TASK INSTRUCTIONS: Please repeat word for word every line of the listing from the one containing "Detect each leafy" through the end of the listing, both ends included.

***

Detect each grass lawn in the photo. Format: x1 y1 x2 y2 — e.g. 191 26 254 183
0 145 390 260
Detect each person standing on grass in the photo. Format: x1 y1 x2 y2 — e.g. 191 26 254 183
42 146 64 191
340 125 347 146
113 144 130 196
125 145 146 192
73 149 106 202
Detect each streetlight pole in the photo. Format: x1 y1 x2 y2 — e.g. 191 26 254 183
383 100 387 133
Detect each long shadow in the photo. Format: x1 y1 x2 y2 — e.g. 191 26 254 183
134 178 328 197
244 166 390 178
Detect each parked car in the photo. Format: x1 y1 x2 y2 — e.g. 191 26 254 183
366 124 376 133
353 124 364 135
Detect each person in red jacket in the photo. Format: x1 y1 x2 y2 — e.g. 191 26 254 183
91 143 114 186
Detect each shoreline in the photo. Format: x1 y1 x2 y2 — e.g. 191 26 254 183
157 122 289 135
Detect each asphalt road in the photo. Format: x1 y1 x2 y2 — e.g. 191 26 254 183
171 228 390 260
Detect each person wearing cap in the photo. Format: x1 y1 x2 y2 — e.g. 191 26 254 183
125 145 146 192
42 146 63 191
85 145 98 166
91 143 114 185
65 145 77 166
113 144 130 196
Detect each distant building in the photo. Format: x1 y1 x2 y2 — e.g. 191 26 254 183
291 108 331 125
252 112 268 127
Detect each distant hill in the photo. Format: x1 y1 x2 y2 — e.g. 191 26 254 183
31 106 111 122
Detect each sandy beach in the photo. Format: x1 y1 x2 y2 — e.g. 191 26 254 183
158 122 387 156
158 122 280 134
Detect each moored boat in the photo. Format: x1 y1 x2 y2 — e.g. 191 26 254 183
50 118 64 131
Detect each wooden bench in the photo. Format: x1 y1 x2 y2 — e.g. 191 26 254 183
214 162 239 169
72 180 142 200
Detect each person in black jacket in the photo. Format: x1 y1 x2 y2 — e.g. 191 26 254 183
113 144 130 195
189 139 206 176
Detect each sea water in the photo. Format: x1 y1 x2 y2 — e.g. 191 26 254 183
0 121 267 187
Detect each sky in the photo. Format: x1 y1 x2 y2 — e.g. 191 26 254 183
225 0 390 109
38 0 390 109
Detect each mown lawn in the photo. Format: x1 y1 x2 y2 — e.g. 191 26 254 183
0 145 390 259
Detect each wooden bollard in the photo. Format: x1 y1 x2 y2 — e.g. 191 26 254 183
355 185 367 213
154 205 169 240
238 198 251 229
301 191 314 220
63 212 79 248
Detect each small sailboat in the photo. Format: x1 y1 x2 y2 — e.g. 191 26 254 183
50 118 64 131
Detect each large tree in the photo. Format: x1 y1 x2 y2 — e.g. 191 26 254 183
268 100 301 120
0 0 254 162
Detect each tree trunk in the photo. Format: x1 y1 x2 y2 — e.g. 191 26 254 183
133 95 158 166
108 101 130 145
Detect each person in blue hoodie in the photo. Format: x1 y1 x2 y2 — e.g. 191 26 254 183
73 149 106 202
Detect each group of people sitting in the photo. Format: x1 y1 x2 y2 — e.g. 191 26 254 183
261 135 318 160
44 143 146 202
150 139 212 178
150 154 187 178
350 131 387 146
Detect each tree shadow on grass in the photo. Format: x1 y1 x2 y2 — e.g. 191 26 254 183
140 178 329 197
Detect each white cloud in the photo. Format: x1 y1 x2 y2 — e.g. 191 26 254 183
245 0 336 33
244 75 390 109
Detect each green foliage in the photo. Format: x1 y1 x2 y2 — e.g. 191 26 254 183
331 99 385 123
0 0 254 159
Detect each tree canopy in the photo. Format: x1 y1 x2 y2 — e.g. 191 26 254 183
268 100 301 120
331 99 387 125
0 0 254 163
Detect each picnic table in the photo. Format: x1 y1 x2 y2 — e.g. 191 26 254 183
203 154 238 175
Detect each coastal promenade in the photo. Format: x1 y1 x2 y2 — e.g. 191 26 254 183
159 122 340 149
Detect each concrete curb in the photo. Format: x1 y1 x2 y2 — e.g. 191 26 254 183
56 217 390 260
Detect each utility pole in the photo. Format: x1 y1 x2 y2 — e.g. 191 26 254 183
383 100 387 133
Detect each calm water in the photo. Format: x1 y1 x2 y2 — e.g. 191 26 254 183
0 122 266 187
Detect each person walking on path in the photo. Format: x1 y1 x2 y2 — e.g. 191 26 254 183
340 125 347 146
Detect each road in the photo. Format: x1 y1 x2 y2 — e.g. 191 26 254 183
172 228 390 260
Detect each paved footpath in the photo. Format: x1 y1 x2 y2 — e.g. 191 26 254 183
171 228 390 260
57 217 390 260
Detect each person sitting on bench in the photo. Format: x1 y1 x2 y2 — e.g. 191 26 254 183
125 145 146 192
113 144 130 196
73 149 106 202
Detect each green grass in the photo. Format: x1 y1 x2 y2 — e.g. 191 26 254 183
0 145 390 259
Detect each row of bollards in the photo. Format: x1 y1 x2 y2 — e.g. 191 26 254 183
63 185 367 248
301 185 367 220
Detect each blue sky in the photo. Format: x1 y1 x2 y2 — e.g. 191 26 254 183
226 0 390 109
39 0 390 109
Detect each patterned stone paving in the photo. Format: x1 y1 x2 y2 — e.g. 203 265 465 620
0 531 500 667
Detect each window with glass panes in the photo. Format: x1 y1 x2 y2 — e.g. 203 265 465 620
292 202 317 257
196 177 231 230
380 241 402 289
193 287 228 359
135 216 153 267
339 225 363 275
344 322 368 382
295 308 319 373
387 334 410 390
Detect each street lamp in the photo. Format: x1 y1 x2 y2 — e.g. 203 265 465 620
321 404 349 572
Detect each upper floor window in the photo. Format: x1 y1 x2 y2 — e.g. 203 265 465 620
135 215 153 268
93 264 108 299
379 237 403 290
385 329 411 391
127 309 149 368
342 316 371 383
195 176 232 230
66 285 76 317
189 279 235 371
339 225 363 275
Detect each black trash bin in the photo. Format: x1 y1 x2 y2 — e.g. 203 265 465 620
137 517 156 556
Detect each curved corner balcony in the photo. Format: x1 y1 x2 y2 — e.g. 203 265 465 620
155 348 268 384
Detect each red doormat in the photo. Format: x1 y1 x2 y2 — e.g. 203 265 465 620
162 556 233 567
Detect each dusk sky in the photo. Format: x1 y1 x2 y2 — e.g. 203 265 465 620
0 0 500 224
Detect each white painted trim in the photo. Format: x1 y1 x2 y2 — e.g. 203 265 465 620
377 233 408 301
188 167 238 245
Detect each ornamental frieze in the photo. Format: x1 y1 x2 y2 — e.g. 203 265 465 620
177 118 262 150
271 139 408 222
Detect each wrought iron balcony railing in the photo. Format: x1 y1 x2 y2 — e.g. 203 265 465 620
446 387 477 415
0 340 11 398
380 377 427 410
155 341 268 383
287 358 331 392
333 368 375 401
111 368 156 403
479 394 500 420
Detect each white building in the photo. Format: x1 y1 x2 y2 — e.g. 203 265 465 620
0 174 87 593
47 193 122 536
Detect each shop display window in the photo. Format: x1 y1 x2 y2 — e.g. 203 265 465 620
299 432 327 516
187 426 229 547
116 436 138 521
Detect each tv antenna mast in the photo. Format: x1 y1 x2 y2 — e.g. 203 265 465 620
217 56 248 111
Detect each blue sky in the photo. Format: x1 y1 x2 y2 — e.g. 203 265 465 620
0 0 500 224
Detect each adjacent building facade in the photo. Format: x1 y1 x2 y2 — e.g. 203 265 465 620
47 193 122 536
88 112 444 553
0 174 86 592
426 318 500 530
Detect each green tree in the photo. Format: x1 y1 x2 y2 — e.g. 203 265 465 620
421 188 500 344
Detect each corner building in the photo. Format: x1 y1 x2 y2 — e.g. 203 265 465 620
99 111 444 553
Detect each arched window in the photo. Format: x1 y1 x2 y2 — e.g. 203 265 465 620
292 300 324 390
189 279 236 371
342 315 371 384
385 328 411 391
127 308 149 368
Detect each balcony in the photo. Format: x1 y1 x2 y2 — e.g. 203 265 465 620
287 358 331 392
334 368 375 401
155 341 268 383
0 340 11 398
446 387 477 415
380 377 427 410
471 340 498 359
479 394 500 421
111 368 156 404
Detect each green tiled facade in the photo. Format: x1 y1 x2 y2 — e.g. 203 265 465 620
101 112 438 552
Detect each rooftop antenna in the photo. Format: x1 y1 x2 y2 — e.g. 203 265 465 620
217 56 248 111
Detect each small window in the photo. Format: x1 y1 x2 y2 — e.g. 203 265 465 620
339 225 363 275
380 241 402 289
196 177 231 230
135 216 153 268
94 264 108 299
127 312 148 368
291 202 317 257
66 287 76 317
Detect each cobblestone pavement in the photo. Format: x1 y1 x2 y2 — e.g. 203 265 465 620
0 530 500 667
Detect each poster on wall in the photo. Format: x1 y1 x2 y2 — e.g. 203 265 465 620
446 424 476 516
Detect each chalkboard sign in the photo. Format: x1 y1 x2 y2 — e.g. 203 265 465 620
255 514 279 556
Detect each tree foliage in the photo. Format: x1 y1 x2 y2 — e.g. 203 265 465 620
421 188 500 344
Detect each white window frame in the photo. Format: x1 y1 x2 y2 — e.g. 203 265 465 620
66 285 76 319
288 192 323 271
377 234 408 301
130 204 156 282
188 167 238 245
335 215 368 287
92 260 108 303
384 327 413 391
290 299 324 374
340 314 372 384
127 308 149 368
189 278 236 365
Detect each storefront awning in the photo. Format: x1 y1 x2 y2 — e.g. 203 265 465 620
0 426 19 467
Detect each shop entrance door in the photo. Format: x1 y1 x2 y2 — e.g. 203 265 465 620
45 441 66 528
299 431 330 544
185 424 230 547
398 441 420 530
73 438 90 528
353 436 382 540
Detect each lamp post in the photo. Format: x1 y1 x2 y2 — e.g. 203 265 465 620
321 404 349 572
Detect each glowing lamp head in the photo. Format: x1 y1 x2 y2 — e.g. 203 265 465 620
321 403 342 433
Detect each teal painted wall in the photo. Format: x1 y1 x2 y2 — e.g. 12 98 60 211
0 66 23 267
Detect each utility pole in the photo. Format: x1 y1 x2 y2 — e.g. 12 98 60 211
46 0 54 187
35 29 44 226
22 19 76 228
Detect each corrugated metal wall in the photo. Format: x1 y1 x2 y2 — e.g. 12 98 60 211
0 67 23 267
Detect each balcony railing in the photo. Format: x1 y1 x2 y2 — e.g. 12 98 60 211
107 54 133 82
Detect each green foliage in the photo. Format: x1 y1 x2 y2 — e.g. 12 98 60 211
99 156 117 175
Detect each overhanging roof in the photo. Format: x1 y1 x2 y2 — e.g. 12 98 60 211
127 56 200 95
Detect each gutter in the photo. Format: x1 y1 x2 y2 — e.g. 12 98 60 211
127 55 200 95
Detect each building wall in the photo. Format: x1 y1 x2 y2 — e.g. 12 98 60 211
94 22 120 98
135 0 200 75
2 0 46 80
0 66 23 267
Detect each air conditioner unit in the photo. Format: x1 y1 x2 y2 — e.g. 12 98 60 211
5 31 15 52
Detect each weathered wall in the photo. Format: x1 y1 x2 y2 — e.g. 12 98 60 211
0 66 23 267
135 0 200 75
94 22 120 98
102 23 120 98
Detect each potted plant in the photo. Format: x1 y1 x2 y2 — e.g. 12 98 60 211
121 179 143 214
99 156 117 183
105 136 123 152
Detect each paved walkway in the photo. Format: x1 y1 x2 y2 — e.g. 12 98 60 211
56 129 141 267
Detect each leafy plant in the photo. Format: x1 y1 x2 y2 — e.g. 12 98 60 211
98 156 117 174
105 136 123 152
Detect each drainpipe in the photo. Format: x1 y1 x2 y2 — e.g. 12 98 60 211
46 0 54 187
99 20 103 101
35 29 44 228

***

RESPONSE TO THIS EXERCISE:
Detect each leafy plant in the photo. Format: x1 y1 x2 y2 — e.g. 12 98 60 211
98 156 117 174
105 136 123 152
Detect each drainpipe in the photo. Format: x1 y1 x2 y2 — e.g. 12 98 60 211
46 0 54 187
99 20 103 101
35 29 44 228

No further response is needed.